Copy the material below word for word, omitting the pictures.

## start

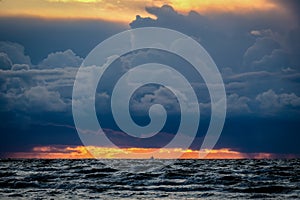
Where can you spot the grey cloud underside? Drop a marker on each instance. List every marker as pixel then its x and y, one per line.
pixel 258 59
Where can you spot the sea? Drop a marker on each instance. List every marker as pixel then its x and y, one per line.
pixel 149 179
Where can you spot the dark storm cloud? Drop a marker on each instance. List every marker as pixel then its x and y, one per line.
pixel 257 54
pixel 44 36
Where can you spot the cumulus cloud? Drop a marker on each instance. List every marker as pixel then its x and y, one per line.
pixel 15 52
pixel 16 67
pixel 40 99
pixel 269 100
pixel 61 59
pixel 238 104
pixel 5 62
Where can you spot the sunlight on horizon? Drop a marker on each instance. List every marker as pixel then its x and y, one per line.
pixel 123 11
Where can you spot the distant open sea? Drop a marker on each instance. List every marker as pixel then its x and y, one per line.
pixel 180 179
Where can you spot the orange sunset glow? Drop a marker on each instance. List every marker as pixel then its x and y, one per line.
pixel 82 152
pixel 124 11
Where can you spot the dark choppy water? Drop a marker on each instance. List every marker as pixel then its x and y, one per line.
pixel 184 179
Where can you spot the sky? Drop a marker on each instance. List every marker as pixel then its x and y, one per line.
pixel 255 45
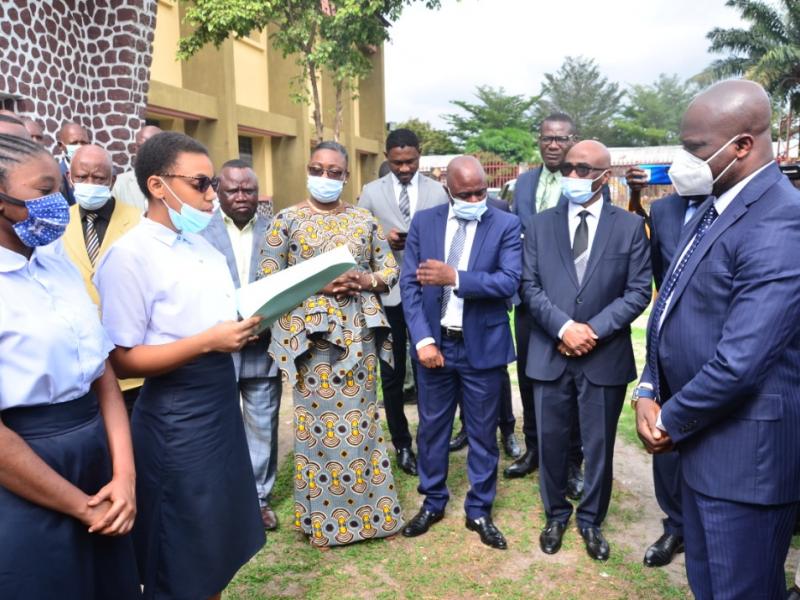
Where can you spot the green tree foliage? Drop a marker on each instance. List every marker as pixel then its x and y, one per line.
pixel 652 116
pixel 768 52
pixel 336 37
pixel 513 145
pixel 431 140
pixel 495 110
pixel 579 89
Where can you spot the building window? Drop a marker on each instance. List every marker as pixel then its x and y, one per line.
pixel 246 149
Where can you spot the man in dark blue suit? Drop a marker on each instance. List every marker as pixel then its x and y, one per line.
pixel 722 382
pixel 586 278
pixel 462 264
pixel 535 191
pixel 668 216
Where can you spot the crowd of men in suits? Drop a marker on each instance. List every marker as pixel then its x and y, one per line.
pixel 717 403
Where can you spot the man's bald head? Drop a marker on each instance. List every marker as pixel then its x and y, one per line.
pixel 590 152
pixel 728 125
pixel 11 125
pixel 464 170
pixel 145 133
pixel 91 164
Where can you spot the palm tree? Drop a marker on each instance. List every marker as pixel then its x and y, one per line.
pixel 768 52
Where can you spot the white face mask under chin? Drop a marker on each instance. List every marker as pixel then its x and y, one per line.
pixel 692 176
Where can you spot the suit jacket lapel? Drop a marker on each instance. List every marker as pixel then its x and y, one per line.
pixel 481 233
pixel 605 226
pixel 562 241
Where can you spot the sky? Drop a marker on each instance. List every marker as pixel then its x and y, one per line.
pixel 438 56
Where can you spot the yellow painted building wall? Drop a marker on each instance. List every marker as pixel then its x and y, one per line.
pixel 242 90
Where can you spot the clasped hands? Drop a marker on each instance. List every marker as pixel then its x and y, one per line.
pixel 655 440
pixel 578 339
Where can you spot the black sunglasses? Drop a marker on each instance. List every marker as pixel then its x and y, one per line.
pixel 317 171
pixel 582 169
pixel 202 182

## end

**CORRECT ANSWER**
Where can you spot the grey cloud underside? Drop a marker on each instance. List every marker as pixel then its x and y, one per line.
pixel 258 59
Where can you spot the sea? Drop a marker on each instance. List every marker as pixel then its x and y, one per line.
pixel 149 179
Where can you spot the dark storm cloud? Drop a marker on each instance. List every marker as pixel then its x and y, one per line.
pixel 257 54
pixel 44 36
Where can you spot the cumulus cloud? Drop a marker on each instance. List every marker as pixel then its x and y, one per line.
pixel 15 52
pixel 16 67
pixel 40 99
pixel 269 100
pixel 61 59
pixel 238 104
pixel 5 62
Where can you spot the sunlight on horizon? Drop a marker on each instance. List every marker as pixel then its x and y, one per line.
pixel 123 11
Where can you spot the distant open sea? Drop a marker on each instance. List every marker as pixel then its x and y, one per line.
pixel 180 179
Where can you spot the orange sunset glow? Drop a marker on each instance. List every marker as pixel then its x and y, one per line.
pixel 82 152
pixel 124 11
Where can you spot the dark choppy water? Drop a marker on each instance. List every marker as pixel then its x and y, one per line.
pixel 184 179
Where can you spot the sky? Drop a marker on each instance. List every marker as pixel then its x and y, one per line.
pixel 255 45
Where can you spot the green tree foliage? Drop a marker on each instance. List every marker as pixel then its x and y, one per line.
pixel 652 116
pixel 768 52
pixel 336 37
pixel 513 145
pixel 431 140
pixel 495 110
pixel 579 89
Where can you spot the building window? Drop a marker on each instance. List every marker as pixel then its x and y, one per line.
pixel 246 149
Where can you spot the man in dark blue suit? Drop a marker on each instance. List every marker as pixel then its x and y, one per line.
pixel 722 382
pixel 586 278
pixel 462 264
pixel 535 191
pixel 668 216
Where can you spot the crowd of men in suits? Drop a marker on each instance. List every marker as pixel then its x and y, one per line.
pixel 717 403
Where can you spot the man's bald head? Drop a marker on each instance. List every marker as pixel then its x and y, one per line.
pixel 590 152
pixel 728 125
pixel 11 125
pixel 464 170
pixel 145 133
pixel 91 164
Where can you spot the palm tree? Drop a marker on each instance. List every marker as pixel then its x and y, one per line.
pixel 768 52
Where can you spot the white face mask under chin? Drop a marker on each instance. List every marker as pixel then its x and y, one per line.
pixel 692 176
Where can you spot the suit jacket lapel? Drop a marker on each instance. List every marker as pixel then its x and y, one per line.
pixel 481 233
pixel 605 226
pixel 562 241
Where can you spot the sky? Drop a marker on each instance. List every marker as pixel then its x and y, one per line.
pixel 438 56
Where can you spot the yellow painted building wall? Drop a marker on each instance. List every marker as pixel then its x and y, one per line.
pixel 242 90
Where can you spot the clasped hands? Drop a marker on each instance. List every marker as pixel then its x and y, one per line.
pixel 655 440
pixel 578 339
Where can you spot the black sunglasses? Drop a marker on each instance. List every marker as pixel then its x and y, one per line.
pixel 317 171
pixel 582 169
pixel 202 182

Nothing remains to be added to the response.